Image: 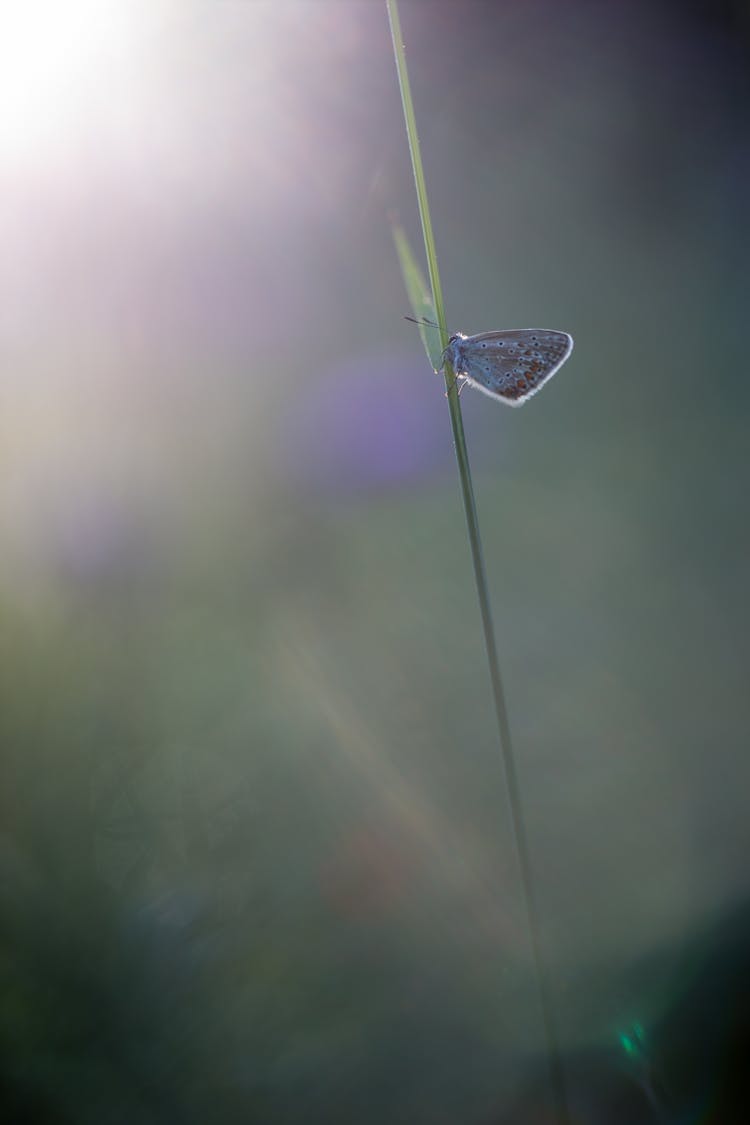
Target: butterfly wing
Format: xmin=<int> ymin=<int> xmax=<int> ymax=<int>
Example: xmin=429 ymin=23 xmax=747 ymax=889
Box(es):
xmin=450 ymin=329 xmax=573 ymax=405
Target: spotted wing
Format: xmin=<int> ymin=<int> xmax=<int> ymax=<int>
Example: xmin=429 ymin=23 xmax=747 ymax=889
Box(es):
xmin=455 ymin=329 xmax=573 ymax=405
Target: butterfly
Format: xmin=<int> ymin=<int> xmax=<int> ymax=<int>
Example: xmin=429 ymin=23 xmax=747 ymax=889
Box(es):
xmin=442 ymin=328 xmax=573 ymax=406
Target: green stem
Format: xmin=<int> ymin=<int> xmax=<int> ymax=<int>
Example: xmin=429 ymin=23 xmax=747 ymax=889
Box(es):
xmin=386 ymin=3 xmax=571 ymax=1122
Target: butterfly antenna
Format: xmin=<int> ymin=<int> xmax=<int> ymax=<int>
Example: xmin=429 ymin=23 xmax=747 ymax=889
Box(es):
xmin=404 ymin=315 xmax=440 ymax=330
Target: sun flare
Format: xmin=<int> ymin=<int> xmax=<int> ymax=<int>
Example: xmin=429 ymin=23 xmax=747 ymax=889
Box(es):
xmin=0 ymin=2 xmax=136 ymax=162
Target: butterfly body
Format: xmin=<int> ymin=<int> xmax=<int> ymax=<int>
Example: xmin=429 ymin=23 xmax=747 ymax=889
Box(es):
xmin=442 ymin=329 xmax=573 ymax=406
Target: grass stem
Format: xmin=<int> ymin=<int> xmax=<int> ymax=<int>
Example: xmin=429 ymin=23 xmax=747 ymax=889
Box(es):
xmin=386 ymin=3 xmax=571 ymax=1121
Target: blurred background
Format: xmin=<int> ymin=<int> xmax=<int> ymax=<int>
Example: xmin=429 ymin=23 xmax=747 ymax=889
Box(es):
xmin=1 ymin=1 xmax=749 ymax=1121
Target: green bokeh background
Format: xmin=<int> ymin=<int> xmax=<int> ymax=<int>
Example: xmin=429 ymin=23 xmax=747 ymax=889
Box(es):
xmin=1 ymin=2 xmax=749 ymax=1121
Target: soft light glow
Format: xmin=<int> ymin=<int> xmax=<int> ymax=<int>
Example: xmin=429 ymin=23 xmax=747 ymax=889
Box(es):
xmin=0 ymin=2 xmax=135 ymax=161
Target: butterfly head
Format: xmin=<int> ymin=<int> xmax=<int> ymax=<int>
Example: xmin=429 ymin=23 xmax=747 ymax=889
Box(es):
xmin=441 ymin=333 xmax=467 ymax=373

______

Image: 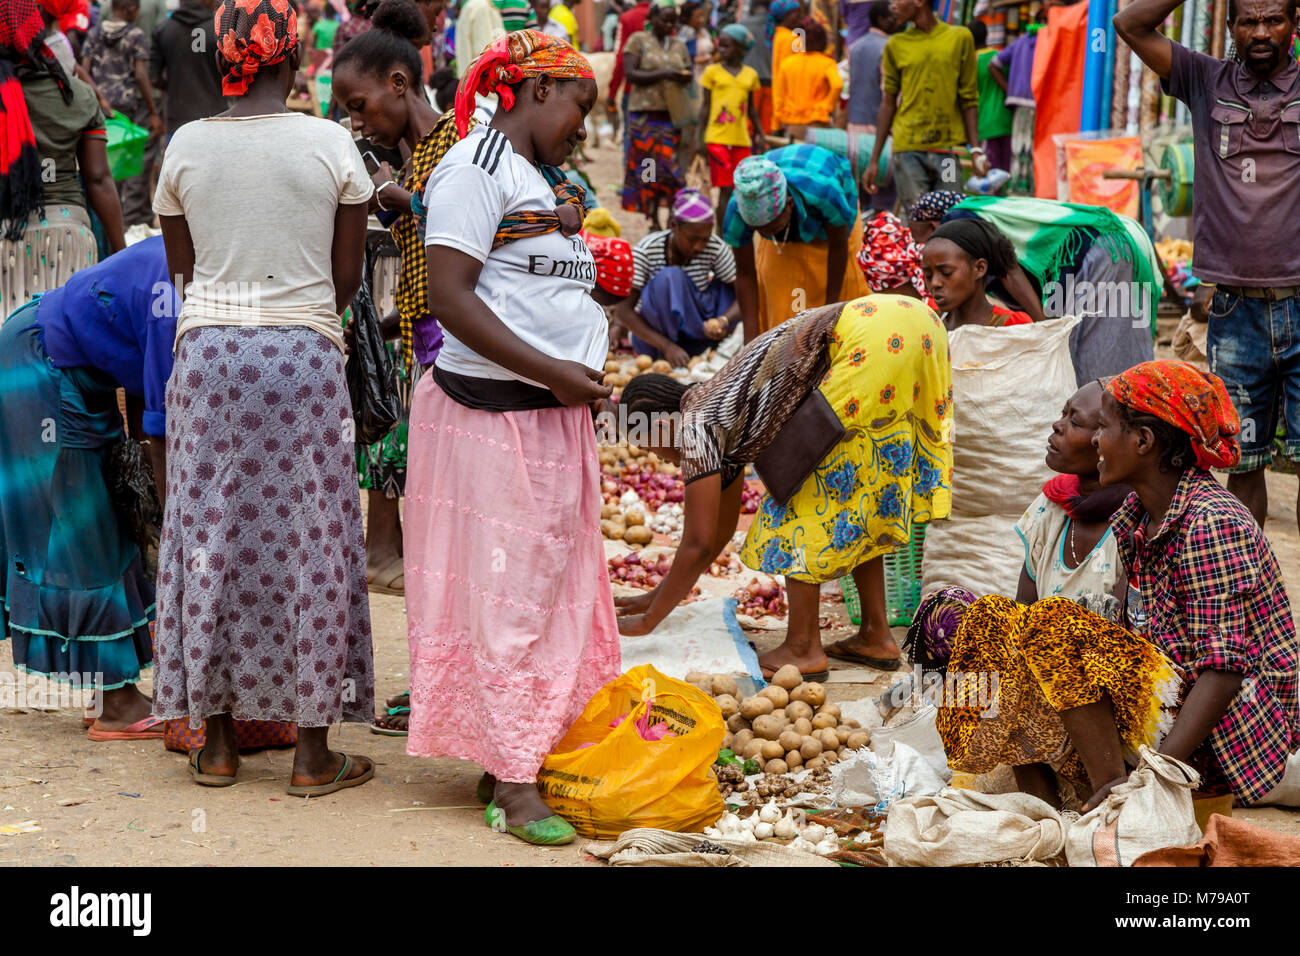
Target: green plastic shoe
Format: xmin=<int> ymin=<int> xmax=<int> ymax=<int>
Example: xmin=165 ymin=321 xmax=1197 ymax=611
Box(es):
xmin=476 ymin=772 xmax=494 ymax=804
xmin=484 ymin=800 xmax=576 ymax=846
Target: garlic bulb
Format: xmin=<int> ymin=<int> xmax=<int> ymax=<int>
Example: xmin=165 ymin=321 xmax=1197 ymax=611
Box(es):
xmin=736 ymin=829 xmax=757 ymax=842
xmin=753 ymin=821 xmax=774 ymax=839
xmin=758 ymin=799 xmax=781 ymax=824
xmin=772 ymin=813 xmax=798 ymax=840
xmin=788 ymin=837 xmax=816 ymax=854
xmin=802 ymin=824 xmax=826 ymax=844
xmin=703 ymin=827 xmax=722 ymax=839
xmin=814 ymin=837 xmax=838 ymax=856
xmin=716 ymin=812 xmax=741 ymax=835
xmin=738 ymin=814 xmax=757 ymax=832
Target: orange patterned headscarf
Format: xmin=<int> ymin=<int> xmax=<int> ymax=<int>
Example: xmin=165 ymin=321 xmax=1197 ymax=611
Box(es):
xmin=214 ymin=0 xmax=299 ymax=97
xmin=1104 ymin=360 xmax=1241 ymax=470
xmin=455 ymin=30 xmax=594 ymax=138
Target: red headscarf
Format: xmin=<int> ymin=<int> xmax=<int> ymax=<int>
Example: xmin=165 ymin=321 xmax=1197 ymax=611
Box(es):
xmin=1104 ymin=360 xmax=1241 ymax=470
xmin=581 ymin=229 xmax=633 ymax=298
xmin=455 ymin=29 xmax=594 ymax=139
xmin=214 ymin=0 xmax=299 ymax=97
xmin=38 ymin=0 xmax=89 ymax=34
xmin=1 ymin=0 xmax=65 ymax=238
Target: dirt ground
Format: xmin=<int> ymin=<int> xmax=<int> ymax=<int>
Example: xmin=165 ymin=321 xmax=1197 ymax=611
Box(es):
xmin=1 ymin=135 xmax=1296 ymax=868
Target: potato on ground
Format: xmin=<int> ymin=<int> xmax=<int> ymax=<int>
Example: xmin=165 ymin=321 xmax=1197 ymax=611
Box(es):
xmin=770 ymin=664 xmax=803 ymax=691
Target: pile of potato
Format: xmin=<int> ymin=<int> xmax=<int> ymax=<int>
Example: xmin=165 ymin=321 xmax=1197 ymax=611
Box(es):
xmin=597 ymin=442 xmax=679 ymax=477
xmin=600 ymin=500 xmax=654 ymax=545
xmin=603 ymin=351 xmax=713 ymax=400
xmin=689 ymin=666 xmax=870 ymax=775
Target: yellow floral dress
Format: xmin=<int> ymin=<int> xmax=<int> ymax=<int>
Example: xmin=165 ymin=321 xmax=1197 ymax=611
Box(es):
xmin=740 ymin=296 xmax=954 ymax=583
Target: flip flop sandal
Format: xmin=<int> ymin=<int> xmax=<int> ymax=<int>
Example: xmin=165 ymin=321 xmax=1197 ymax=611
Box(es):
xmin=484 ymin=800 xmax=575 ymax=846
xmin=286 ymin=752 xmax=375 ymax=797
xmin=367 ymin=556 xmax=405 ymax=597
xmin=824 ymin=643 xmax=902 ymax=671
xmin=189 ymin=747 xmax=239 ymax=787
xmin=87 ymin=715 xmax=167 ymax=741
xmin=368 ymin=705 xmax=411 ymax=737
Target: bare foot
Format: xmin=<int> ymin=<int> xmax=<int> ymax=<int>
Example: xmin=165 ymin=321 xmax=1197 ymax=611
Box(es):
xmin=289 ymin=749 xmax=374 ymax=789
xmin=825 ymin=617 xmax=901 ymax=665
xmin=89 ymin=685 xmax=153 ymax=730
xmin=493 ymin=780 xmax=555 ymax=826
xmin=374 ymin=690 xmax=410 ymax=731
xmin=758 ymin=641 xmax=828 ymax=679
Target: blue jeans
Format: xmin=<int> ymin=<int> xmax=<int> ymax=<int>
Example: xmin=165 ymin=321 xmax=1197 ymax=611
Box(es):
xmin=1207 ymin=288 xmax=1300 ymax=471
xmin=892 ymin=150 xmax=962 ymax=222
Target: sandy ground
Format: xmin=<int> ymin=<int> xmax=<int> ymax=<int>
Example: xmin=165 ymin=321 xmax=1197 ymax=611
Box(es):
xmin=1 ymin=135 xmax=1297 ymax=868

______

Make a copy of each line in the records that has the word "butterfly".

Target: butterfly wing
Target: butterfly
Target: butterfly antenna
Target: butterfly body
Target: butterfly head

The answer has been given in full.